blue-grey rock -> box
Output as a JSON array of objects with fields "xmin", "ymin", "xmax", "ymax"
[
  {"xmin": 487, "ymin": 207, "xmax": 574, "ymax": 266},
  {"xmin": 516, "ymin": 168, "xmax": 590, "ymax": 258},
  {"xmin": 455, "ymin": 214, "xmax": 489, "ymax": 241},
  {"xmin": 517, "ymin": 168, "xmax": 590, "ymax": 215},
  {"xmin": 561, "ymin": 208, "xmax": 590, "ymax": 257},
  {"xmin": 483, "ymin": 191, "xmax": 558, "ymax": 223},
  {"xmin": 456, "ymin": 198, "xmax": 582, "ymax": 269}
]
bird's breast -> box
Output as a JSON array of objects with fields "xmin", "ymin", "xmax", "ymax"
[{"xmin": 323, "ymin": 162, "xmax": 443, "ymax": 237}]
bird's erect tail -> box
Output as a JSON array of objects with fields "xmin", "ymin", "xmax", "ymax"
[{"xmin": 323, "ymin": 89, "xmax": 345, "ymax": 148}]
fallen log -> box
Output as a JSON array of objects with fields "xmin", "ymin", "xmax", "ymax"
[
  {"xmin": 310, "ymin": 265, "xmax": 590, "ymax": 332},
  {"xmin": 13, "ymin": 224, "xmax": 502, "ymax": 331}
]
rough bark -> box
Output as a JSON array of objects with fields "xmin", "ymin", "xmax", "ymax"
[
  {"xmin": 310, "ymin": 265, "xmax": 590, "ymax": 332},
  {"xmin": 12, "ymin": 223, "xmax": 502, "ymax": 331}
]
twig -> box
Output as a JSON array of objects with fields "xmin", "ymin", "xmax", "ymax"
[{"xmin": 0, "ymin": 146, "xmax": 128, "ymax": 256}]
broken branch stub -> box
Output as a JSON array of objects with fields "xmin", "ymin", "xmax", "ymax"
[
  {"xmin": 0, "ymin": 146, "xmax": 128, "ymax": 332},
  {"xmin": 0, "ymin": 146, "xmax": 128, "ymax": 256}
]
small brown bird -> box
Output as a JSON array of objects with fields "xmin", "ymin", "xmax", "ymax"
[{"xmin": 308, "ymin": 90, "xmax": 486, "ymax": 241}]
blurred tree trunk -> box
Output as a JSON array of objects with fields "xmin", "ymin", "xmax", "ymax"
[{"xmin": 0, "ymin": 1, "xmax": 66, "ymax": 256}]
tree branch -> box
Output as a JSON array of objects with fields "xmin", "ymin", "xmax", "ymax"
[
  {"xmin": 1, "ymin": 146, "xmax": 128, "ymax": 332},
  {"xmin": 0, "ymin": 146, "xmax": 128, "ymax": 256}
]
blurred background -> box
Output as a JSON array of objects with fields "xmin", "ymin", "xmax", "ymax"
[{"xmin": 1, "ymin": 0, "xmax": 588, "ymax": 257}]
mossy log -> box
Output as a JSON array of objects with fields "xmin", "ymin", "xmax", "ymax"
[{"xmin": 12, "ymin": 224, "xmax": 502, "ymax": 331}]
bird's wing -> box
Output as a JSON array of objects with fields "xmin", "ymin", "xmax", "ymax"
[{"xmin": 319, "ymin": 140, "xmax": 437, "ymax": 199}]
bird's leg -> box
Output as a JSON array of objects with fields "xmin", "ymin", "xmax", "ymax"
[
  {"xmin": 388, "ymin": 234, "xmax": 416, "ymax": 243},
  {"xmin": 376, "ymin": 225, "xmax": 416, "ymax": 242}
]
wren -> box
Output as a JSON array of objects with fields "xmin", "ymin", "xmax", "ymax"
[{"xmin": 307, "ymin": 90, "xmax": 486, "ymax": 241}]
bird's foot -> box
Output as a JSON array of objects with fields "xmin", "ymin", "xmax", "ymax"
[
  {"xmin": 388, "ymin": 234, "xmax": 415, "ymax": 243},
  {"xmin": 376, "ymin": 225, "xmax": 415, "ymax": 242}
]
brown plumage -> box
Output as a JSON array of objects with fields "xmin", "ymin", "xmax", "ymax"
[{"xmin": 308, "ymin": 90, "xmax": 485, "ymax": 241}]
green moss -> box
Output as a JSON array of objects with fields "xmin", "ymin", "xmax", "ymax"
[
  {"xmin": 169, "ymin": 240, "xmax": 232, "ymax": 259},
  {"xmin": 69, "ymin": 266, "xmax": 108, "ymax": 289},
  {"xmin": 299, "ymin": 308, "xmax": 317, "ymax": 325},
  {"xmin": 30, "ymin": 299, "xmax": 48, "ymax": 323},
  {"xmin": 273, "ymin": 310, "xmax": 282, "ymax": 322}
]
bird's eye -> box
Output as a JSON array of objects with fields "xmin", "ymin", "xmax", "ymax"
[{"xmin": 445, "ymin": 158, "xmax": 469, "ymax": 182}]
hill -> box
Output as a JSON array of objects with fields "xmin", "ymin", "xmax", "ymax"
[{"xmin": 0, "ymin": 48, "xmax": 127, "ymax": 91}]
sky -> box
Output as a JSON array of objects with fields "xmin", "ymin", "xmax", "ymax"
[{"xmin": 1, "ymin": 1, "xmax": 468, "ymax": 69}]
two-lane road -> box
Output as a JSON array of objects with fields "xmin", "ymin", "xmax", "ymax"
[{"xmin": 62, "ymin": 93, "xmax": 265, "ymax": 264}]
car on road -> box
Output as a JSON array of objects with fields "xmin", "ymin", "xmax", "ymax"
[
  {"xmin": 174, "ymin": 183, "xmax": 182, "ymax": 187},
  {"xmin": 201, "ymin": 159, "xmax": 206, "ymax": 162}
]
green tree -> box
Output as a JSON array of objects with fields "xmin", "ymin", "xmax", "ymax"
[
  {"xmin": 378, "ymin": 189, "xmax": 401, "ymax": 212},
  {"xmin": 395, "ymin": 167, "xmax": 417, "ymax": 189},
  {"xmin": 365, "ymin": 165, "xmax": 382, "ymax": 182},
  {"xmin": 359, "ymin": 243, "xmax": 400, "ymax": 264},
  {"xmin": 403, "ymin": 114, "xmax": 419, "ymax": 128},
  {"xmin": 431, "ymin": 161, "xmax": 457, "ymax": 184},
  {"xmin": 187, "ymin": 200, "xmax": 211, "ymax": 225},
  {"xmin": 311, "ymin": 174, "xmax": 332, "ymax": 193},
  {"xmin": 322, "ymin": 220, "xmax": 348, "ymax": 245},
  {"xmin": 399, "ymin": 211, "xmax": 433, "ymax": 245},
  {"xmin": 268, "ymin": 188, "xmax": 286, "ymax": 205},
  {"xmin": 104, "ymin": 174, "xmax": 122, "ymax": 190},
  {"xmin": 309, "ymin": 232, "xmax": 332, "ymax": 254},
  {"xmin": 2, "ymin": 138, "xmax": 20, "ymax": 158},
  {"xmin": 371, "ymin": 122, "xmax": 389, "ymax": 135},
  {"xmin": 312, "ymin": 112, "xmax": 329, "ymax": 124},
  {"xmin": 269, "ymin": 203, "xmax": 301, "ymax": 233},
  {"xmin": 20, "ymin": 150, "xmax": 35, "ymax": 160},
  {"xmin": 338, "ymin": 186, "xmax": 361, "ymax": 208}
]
************
* **EXERCISE OBJECTIVE**
Without skipping a line, retype the full listing.

* **EXERCISE RESPONSE**
blue-grey rock -> box
Output as a JSON array of objects with fields "xmin", "ymin", "xmax", "ymax"
[
  {"xmin": 487, "ymin": 207, "xmax": 574, "ymax": 266},
  {"xmin": 516, "ymin": 168, "xmax": 590, "ymax": 258},
  {"xmin": 455, "ymin": 214, "xmax": 489, "ymax": 241},
  {"xmin": 517, "ymin": 168, "xmax": 590, "ymax": 215},
  {"xmin": 561, "ymin": 208, "xmax": 590, "ymax": 257},
  {"xmin": 483, "ymin": 191, "xmax": 558, "ymax": 223},
  {"xmin": 456, "ymin": 198, "xmax": 582, "ymax": 269}
]
bird's breast -> box
Output as a JSON array of objects with fields "xmin", "ymin", "xmax", "ymax"
[{"xmin": 323, "ymin": 162, "xmax": 443, "ymax": 237}]
bird's erect tail -> box
Output as a JSON array of objects with fields "xmin", "ymin", "xmax", "ymax"
[{"xmin": 323, "ymin": 89, "xmax": 345, "ymax": 148}]
fallen log -> box
Output as a JSON array of objects with fields "xmin", "ymin", "xmax", "ymax"
[
  {"xmin": 310, "ymin": 265, "xmax": 590, "ymax": 332},
  {"xmin": 13, "ymin": 224, "xmax": 502, "ymax": 331}
]
rough bark -> box
Output as a JSON array of objects with fields "xmin", "ymin", "xmax", "ymax"
[
  {"xmin": 310, "ymin": 265, "xmax": 590, "ymax": 332},
  {"xmin": 12, "ymin": 223, "xmax": 502, "ymax": 331}
]
twig -> box
Output as a JSON array of objects with fields "xmin", "ymin", "xmax", "ymax"
[{"xmin": 0, "ymin": 146, "xmax": 128, "ymax": 256}]
broken branch stub -> box
Output as a JSON array of objects with fields "xmin", "ymin", "xmax", "ymax"
[
  {"xmin": 0, "ymin": 146, "xmax": 128, "ymax": 332},
  {"xmin": 0, "ymin": 146, "xmax": 128, "ymax": 256}
]
small brown bird -> box
Output as a JSON array of objects with fields "xmin", "ymin", "xmax", "ymax"
[{"xmin": 308, "ymin": 90, "xmax": 486, "ymax": 241}]
blurred tree trunk -> box
Output as a JSON array of objects with fields "xmin", "ymin", "xmax", "ymax"
[{"xmin": 0, "ymin": 1, "xmax": 66, "ymax": 256}]
tree branch -> box
Output as a JSON array of objects with fields "xmin", "ymin", "xmax", "ymax"
[
  {"xmin": 1, "ymin": 146, "xmax": 128, "ymax": 332},
  {"xmin": 0, "ymin": 146, "xmax": 128, "ymax": 256}
]
blurred background -> box
Output as a JSON array of objects with fields "xmin", "ymin", "xmax", "ymax"
[{"xmin": 1, "ymin": 0, "xmax": 588, "ymax": 257}]
mossy log -> box
Output as a JSON array of objects with fields "xmin", "ymin", "xmax", "ymax"
[{"xmin": 12, "ymin": 224, "xmax": 502, "ymax": 331}]
bird's wing -> box
Output as a JSON array of objects with fields "xmin", "ymin", "xmax", "ymax"
[{"xmin": 319, "ymin": 140, "xmax": 437, "ymax": 199}]
bird's leg -> box
Output as a JSON array of objects with fields "xmin", "ymin", "xmax", "ymax"
[
  {"xmin": 388, "ymin": 234, "xmax": 416, "ymax": 243},
  {"xmin": 376, "ymin": 225, "xmax": 416, "ymax": 242}
]
wren -> box
Output as a JSON array of objects with fields "xmin", "ymin", "xmax", "ymax"
[{"xmin": 307, "ymin": 90, "xmax": 486, "ymax": 241}]
bird's foot -> box
Output as a JSON array of objects with fields "xmin", "ymin", "xmax", "ymax"
[
  {"xmin": 388, "ymin": 234, "xmax": 415, "ymax": 243},
  {"xmin": 376, "ymin": 225, "xmax": 415, "ymax": 242}
]
brown plumage -> box
Output as a JSON array of objects with fields "xmin", "ymin", "xmax", "ymax"
[{"xmin": 308, "ymin": 90, "xmax": 485, "ymax": 241}]
green moss -> box
Output as a JSON array of objects with fields "xmin", "ymin", "xmax", "ymax"
[
  {"xmin": 169, "ymin": 240, "xmax": 232, "ymax": 259},
  {"xmin": 69, "ymin": 266, "xmax": 108, "ymax": 289},
  {"xmin": 299, "ymin": 308, "xmax": 317, "ymax": 325},
  {"xmin": 30, "ymin": 299, "xmax": 48, "ymax": 323},
  {"xmin": 273, "ymin": 310, "xmax": 282, "ymax": 322}
]
bird's eye -> box
Output as a JSON array of objects with fields "xmin", "ymin", "xmax", "ymax"
[{"xmin": 445, "ymin": 158, "xmax": 469, "ymax": 182}]
hill -> box
Output as a JSON array of objects with fields "xmin", "ymin", "xmax", "ymax"
[{"xmin": 0, "ymin": 48, "xmax": 127, "ymax": 91}]
sky -> box
Output as a JSON array of objects with fields "xmin", "ymin", "xmax", "ymax"
[{"xmin": 1, "ymin": 1, "xmax": 468, "ymax": 69}]
two-lane road -> box
Output as a JSON array of objects with fields "xmin", "ymin", "xmax", "ymax"
[{"xmin": 62, "ymin": 93, "xmax": 265, "ymax": 264}]
car on road -> box
Output as a JSON array of objects with fields "xmin", "ymin", "xmax", "ymax"
[
  {"xmin": 174, "ymin": 183, "xmax": 182, "ymax": 187},
  {"xmin": 201, "ymin": 159, "xmax": 206, "ymax": 162}
]
green tree -> box
Output as a JSON array of objects with fields "xmin", "ymin", "xmax", "ymax"
[
  {"xmin": 378, "ymin": 189, "xmax": 401, "ymax": 212},
  {"xmin": 395, "ymin": 167, "xmax": 417, "ymax": 189},
  {"xmin": 365, "ymin": 165, "xmax": 382, "ymax": 182},
  {"xmin": 359, "ymin": 243, "xmax": 400, "ymax": 264},
  {"xmin": 403, "ymin": 114, "xmax": 419, "ymax": 128},
  {"xmin": 431, "ymin": 161, "xmax": 457, "ymax": 184},
  {"xmin": 187, "ymin": 200, "xmax": 211, "ymax": 225},
  {"xmin": 311, "ymin": 174, "xmax": 332, "ymax": 193},
  {"xmin": 322, "ymin": 220, "xmax": 348, "ymax": 245},
  {"xmin": 399, "ymin": 211, "xmax": 433, "ymax": 245},
  {"xmin": 268, "ymin": 188, "xmax": 286, "ymax": 205},
  {"xmin": 104, "ymin": 174, "xmax": 122, "ymax": 190},
  {"xmin": 309, "ymin": 232, "xmax": 332, "ymax": 254},
  {"xmin": 2, "ymin": 138, "xmax": 20, "ymax": 158},
  {"xmin": 371, "ymin": 122, "xmax": 389, "ymax": 135},
  {"xmin": 312, "ymin": 112, "xmax": 329, "ymax": 124},
  {"xmin": 269, "ymin": 203, "xmax": 301, "ymax": 233},
  {"xmin": 20, "ymin": 150, "xmax": 35, "ymax": 160},
  {"xmin": 338, "ymin": 186, "xmax": 361, "ymax": 208}
]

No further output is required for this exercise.